(Point annotation data)
· · · ·
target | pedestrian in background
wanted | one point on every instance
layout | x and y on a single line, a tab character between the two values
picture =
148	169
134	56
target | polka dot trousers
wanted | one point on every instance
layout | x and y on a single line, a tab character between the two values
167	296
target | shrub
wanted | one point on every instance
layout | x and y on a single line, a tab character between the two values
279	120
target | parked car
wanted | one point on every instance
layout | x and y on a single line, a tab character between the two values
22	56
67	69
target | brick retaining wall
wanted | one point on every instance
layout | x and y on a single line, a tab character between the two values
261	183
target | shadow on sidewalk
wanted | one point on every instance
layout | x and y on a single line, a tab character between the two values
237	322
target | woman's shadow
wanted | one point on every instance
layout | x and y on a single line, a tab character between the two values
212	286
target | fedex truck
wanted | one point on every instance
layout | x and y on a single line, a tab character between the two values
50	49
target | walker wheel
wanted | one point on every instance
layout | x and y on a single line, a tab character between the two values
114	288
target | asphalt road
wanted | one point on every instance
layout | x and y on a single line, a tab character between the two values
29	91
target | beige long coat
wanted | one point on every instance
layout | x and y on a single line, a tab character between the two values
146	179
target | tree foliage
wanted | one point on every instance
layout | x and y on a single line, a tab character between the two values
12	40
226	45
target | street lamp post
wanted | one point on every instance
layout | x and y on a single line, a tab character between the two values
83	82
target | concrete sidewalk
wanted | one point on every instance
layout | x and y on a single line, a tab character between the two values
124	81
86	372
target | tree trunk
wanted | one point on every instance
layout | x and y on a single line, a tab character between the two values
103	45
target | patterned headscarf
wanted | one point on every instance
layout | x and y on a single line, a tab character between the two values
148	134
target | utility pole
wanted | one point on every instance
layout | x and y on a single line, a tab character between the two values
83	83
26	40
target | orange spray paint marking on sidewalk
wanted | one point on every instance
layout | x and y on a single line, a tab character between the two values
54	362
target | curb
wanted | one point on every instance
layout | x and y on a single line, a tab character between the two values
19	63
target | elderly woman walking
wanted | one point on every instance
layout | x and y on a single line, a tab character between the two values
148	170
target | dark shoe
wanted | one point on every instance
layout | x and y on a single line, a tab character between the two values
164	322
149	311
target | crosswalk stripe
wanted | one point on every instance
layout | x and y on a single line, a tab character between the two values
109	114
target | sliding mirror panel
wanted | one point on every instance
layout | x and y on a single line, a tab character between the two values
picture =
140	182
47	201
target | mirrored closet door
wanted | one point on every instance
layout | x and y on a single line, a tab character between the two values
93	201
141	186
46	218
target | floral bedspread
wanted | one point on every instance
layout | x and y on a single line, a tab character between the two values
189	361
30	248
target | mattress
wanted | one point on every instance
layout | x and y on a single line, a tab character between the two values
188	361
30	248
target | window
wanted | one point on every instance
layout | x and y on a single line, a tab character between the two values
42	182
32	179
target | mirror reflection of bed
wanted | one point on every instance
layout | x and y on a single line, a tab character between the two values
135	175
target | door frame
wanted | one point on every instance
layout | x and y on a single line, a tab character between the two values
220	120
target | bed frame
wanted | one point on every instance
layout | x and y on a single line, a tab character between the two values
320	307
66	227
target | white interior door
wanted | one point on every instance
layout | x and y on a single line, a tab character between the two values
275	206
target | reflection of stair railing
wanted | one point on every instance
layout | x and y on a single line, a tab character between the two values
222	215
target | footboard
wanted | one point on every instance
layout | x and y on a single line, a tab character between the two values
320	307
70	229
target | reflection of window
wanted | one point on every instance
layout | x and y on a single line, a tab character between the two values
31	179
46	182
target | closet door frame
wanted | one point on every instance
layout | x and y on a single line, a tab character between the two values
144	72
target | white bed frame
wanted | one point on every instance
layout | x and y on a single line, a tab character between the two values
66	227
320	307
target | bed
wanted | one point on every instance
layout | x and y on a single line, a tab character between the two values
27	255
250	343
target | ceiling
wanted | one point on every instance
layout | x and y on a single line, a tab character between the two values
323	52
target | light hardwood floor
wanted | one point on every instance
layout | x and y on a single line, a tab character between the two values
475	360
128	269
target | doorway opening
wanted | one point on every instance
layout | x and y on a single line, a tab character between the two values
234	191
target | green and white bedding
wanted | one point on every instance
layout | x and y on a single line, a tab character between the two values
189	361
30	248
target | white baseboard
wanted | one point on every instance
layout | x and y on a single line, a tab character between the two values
· · · ·
→ DESCRIPTION OF THE TASK:
Please rewrite the data above, beginning at the line that contains "target | closet door frame" and continuing through the end of the data, keeping every line and offsetting each point coordinate by adding 123.

→ THE RESPONSE:
target | closet door frame
wanted | one point on every instance
layout | x and y on a single line, a tab character between the two values
267	195
target | white bed frame
wanted | one point on every instance
layout | x and y on a single line, a tab character between the two values
189	350
443	430
target | bed
wanted | one point on every instance
layout | x and y on a single line, a tab character between the two values
150	378
373	466
target | ceiling
wanted | one point on every instance
layout | x and y on a single line, a tab character between the two values
446	175
target | light hardwood floor
wanted | one point on every instance
layout | x and y on a single line, a tab character between the two values
598	483
251	392
target | doorway opening
wanted | one point on every instance
layout | x and y on a single line, a tab character between the two values
357	314
target | green and white bedding
wanted | one point on every instance
layout | x and y on a single line, a tab character between the two values
312	484
153	371
target | white baseboard
wanted | one point on every instance
layout | x and y on a single line, a tab character between the two values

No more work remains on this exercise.